Saved entries
_ _ _
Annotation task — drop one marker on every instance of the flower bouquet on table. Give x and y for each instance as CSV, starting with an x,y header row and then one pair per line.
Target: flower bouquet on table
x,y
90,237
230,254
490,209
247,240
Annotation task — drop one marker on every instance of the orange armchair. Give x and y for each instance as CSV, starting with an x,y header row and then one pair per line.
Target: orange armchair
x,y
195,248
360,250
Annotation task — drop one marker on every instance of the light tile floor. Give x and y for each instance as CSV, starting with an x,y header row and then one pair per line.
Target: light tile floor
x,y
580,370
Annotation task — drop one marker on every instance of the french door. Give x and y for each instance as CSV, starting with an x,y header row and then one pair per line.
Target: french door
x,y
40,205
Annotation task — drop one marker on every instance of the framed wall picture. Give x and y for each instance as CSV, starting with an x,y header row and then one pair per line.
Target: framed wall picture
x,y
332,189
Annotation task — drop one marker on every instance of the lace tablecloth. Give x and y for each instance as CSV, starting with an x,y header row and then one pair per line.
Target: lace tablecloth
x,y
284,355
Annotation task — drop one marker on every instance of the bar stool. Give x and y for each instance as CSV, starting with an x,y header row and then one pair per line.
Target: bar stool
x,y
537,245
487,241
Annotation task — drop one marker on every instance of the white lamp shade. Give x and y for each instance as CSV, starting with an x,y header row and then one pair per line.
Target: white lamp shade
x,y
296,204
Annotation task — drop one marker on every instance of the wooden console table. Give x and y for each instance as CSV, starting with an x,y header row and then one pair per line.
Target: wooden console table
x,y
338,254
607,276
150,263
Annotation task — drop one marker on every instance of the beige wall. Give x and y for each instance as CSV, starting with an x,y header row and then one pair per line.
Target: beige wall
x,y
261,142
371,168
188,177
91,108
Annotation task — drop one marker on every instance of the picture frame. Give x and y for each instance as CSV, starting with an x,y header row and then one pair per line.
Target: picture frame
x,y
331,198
_ _ _
Repeat the entries. Keep each one exactly as written.

- **OUTPUT BELOW**
Annotation task — drop one marker on every instance of the flower bouquet on table. Give x and y for each instance as CSV, starting with an x,y header row and then one pair per line.
Target: flower bouquet on table
x,y
90,237
230,254
490,209
247,240
Annotation task — drop one marker on every instance of the orange armchair. Give x and y for each instance as CSV, starting with an x,y header row and then one pair per line.
Target: orange armchair
x,y
195,248
360,250
Annotation task — drop one marker on every instance of the light tile floor. Give x and y for each instance as CSV, starting with an x,y header row and then one pair per line.
Target: light tile floor
x,y
580,370
Annotation task — drop one marker on every instance of the french door. Give x and y for each instance as CSV, starting with an x,y header row and then one pair per line.
Target: french door
x,y
40,205
Annotation task — drop one marker on every instance of the framed wall picture. Give x and y for each instance as CSV, starting with an x,y header row and then one pair per line.
Target: framed wall picture
x,y
332,189
Annotation task — drop one marker on every instance of the lace tablecloth. Give x and y for each instance as CSV, starting with an x,y header row and then one pair per line.
Target: lace tablecloth
x,y
284,355
Annotation task — drop one marker on every instance of the bar stool. Give x and y for each instance as CSV, starting with an x,y header row and then one pair per line.
Target: bar stool
x,y
537,245
487,241
Annotation task — drop one marker on every instance of the white lamp shade. Give x and y for each instance as CSV, starting with an x,y header row and then one pair per line.
Target: white lamp shade
x,y
296,204
Annotation task — drop one marker on every instance of the wooden console table. Give x and y for each instance as CSV, starting with an x,y header row and then one pair per line.
Target: wooden console table
x,y
338,254
607,276
150,263
Annotation task — drop one marker on every instance of the beige wall. Give x and y for each instance as CSV, starting with an x,y header row and then one pair per line.
Target: beige wall
x,y
261,142
371,168
188,177
91,108
Annotation task — drop one marker on every instance of the picture frame. Give x and y for each instance as CSV, starting with an x,y header row and then one pair per line.
Target: picture frame
x,y
331,198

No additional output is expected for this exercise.